Dataset rows on where objects appear
========
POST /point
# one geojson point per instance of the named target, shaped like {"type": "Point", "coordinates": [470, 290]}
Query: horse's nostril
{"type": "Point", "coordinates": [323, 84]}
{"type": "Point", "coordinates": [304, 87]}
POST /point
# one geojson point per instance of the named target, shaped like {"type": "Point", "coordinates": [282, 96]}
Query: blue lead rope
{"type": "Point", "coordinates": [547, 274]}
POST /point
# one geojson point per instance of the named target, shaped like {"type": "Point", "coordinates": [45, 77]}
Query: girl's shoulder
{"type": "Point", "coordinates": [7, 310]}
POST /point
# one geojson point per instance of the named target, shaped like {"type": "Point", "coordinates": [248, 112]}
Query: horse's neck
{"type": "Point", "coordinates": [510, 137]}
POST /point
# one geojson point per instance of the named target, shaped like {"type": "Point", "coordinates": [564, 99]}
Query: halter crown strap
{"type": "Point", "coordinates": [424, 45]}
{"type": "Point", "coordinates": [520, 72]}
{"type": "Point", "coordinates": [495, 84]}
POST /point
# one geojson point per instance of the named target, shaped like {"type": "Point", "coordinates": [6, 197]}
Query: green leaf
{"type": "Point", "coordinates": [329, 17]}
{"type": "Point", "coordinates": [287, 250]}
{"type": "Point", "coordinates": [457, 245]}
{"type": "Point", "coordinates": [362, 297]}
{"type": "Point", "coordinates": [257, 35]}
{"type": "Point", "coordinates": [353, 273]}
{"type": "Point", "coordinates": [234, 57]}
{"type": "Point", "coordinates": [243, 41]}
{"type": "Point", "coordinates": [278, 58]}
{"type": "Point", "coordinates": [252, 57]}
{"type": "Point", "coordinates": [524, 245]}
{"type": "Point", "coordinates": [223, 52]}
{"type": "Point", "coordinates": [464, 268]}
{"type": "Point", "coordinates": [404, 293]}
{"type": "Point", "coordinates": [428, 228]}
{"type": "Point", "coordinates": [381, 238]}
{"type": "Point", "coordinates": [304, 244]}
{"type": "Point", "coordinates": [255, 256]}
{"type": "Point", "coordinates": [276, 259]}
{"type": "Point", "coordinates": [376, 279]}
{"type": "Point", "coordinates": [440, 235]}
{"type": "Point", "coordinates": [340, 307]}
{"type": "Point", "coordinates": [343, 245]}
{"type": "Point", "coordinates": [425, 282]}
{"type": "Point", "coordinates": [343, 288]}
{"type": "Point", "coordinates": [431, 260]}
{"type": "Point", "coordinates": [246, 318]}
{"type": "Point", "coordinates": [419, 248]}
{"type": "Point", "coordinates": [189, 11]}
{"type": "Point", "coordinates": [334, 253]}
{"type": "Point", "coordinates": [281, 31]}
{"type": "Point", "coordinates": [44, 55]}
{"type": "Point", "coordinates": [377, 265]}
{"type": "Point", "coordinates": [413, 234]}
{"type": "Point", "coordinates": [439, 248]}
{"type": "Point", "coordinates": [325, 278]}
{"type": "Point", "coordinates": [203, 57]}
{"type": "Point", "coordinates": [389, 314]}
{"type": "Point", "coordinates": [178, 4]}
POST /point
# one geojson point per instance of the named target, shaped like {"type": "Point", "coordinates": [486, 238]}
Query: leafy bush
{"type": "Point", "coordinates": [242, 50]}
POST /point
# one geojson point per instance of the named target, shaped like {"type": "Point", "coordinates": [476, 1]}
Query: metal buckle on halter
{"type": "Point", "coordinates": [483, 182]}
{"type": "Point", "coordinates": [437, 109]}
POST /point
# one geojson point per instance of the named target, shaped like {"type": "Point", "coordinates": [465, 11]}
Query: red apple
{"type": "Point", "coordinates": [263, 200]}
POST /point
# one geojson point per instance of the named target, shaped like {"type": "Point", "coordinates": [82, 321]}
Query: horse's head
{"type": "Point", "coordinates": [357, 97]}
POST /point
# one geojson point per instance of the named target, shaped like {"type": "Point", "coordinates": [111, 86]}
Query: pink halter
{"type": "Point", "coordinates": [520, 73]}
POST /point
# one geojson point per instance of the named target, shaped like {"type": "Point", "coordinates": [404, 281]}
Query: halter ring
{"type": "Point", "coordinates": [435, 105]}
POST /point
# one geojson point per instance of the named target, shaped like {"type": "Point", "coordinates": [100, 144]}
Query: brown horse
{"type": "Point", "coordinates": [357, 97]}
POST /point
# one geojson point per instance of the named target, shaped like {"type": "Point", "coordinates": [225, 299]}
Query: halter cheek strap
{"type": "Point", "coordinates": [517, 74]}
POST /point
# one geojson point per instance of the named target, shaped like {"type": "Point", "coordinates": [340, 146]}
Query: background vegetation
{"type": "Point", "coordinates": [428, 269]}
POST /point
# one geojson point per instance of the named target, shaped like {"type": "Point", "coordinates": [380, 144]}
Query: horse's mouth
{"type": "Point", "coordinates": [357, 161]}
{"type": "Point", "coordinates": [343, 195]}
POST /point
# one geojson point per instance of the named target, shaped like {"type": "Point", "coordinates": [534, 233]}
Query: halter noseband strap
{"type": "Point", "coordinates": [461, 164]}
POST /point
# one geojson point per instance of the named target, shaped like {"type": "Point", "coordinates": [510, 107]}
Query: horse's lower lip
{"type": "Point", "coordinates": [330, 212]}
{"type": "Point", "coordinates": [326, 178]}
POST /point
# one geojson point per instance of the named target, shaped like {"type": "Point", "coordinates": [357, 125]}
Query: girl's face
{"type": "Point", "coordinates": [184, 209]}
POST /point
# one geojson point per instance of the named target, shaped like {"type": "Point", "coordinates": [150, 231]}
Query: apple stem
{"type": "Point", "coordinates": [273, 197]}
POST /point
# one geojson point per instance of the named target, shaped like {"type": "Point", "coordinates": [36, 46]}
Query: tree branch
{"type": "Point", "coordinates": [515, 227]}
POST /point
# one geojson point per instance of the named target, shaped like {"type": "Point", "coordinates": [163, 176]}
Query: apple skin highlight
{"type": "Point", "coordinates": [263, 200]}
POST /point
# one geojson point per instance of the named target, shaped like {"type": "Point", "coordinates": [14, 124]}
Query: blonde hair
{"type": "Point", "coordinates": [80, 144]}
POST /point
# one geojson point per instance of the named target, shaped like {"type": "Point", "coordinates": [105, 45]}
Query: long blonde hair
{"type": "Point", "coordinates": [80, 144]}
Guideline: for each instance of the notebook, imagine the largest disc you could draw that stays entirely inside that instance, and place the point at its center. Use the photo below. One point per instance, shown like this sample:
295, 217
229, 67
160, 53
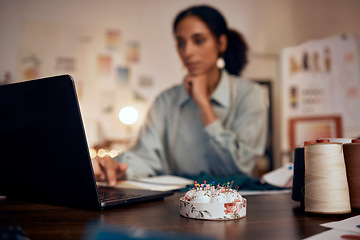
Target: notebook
44, 155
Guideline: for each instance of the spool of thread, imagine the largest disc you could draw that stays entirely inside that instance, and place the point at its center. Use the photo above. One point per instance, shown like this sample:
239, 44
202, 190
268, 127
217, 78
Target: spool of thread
352, 162
326, 188
299, 174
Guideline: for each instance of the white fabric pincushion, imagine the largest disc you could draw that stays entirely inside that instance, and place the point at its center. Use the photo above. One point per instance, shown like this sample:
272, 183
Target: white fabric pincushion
222, 203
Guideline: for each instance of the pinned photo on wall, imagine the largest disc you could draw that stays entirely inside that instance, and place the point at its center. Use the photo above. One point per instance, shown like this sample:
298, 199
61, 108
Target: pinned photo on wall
113, 39
29, 66
132, 51
145, 83
123, 74
104, 63
65, 64
6, 77
107, 100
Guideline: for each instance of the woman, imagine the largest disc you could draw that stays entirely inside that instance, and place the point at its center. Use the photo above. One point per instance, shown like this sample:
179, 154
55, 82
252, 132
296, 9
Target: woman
214, 122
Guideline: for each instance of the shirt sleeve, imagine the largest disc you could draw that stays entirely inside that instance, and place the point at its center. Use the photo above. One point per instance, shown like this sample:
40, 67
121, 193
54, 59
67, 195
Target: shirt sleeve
147, 157
233, 150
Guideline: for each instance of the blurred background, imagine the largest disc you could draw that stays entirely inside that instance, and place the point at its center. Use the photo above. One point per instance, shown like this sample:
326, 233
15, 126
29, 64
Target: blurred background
122, 53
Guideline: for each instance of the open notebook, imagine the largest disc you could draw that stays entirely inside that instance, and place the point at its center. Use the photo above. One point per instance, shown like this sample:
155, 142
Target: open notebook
44, 152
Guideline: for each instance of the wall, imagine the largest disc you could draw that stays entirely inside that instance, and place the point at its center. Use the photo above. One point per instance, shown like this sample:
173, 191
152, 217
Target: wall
268, 25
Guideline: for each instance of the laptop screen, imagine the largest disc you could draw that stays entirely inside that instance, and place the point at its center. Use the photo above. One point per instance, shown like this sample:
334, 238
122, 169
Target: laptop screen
43, 147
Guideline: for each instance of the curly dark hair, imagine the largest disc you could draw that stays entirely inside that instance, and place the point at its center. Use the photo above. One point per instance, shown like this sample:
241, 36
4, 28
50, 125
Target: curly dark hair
235, 55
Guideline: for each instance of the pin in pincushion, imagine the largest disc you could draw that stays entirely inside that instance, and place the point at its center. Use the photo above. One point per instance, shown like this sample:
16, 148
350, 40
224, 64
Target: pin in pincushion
207, 202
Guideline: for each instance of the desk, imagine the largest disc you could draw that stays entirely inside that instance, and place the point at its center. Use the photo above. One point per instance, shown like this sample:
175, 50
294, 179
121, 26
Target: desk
268, 217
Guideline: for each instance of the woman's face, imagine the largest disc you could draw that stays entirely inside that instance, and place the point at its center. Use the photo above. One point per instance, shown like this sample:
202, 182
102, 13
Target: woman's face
197, 46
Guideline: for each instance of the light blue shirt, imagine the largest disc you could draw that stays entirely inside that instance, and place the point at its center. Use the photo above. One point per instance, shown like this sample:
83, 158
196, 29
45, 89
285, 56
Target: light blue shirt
173, 139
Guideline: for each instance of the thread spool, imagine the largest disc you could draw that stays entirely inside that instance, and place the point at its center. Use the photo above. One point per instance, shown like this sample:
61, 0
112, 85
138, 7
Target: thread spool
338, 140
352, 162
299, 174
326, 188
========
Output exactly the lines from the one containing "Guideline: for each instance of the desk, imagine" through the last line of the entries, both ends included.

Guideline: for each instance of the desk, imagine the largest disc you could draw that stays entirely inside that instance, and place the point at its center. Use the photo above. One point per instance, shown like this sample:
175, 50
294, 179
121, 26
Target: desk
268, 217
Guideline: for each instance of the woman's face, imagine the largest disc you could draw that stays entirely inside that instance, and place the point at its center. Use the photo above. One point per instance, shown like this sample:
202, 182
102, 13
Target: woman's face
197, 46
Guideline: for each instance of the light blue shirt, imagine the largest disc you could draw that stays entirely inside that instance, and place the point at its center. Use the photo above. One point per instance, shown like this sample:
83, 158
196, 29
45, 89
285, 56
Target: light blue shirt
173, 139
Guideline: for each instance of the thread spool, imagine the largest disc you could draw that stays entirely inside that instance, and place the point at its center. Use the photo above. One point per instance, shown like this sample:
61, 0
112, 85
138, 7
Target: thread spool
338, 140
352, 162
299, 174
326, 188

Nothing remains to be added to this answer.